FIG. 4 is an interaction diagram for one system for providing voice-enabled data access. In general, the diagram shows interactions between a client, an MM-related server, and a media proxy. The client initially issues a GET command which causes the MM-related server to communicate with the media proxy to set up a session in a familiar fashion. A subsequent GET command from the client causes the client to be directed to communicate using RTP with the media proxy. The media proxy then forwards information to and receives information from a module like the ASR back-end 340 described above. In this manner, convenient audio information may be transmitted over a data channel.
FIG. 5 is a conceptual diagram of a system 500 for receiving voice commands. In this system 500, a user of a mobile device 502 is shown communicating local search vocally into their device 502, including by an interactive process like that discussed above. Here, the user is prompted for a locale and a business name, and confirms that they would like data associated with a contact to be sent to their device 502. The data and metadata for an entity may be sent to a phone server 504, and then to a short message service center (SMSC), which is a standard mechanism for SMS messaging. In this example then, the data can be provided to the device 502 and utilized by a component such as the MM module 314 in FIG. 3.
FIG. 6 is a example screen shot showing a display 600 of local data from voice-based search. In particular, the state of the device in this example is what may take place after a user has voiced a search term and is receiving responses from a central system. A speaker 608 is shown as reading off the second search result, a stylist shop known as Larry's Hair Care.
Visual interaction may also be provided on the display 600. In this example, contact information 604 is displayed as each result is played audibly. Such information may be provided where the audible channel and the data channel may both provide information to the user immediately (or both types of information are provided by a single channel together). Such information may benefit a user in that it may permit the user to more readily determine if the name of the entity being played by the system is actually the entity the user wants (e.g., the user can look at the address to make sure it is really the entity they had in mind).

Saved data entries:
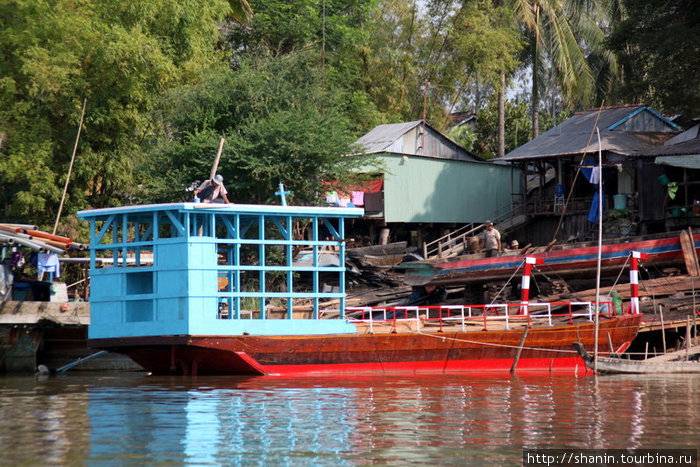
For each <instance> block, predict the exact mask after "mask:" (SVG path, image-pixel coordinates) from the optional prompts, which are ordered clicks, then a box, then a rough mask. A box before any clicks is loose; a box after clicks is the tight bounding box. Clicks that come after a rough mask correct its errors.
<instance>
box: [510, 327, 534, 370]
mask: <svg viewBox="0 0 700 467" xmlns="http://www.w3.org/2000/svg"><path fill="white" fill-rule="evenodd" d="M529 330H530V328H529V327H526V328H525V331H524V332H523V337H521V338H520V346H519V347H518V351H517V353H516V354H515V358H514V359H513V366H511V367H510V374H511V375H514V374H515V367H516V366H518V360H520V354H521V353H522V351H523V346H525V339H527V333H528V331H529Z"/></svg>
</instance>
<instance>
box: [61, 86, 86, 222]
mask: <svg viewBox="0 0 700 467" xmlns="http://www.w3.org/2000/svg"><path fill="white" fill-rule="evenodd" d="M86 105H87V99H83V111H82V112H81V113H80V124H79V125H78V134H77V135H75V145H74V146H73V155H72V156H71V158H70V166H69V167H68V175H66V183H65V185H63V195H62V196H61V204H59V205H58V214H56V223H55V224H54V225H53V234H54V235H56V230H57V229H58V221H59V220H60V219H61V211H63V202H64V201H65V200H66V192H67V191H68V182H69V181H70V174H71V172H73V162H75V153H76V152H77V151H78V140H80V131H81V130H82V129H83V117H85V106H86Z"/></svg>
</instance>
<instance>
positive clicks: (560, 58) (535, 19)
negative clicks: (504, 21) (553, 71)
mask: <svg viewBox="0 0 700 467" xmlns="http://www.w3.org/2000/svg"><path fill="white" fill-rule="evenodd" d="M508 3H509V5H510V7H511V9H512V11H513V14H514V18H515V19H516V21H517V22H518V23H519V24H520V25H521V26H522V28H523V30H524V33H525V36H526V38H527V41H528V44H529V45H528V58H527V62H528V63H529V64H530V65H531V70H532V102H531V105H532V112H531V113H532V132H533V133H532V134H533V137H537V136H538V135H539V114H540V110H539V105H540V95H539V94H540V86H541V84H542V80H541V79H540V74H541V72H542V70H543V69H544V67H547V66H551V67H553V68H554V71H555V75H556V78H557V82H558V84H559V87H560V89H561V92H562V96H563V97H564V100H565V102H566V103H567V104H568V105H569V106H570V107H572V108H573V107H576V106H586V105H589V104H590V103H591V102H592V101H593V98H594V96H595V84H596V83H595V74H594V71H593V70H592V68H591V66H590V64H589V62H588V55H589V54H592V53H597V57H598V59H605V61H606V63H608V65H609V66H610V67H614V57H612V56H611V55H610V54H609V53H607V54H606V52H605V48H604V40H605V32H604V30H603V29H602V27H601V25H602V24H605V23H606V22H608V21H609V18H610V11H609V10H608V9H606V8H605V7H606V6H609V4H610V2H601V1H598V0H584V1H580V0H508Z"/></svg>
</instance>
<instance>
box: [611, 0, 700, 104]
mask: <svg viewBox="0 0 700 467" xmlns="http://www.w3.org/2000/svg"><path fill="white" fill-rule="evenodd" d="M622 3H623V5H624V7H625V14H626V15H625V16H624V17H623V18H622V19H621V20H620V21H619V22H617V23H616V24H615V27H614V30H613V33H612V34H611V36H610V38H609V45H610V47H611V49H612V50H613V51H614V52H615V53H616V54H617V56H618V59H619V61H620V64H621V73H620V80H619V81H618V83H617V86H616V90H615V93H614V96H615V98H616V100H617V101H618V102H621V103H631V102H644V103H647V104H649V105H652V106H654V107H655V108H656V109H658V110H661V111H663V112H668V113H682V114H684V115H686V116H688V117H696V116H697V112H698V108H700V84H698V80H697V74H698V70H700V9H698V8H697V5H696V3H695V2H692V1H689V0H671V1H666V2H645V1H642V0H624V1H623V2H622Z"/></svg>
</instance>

- **INSTRUCTIONS TO FOLLOW**
From the figure descriptions above, quote the passage that begins at the words "Visual interaction may" and stops after the words "had in mind).".

- **PROBLEM SOLUTION**
Visual interaction may also be provided on the display 600. In this example, contact information 604 is displayed as each result is played audibly. Such information may be provided where the audible channel and the data channel may both provide information to the user immediately (or both types of information are provided by a single channel together). Such information may benefit a user in that it may permit the user to more readily determine if the name of the entity being played by the system is actually the entity the user wants (e.g., the user can look at the address to make sure it is really the entity they had in mind).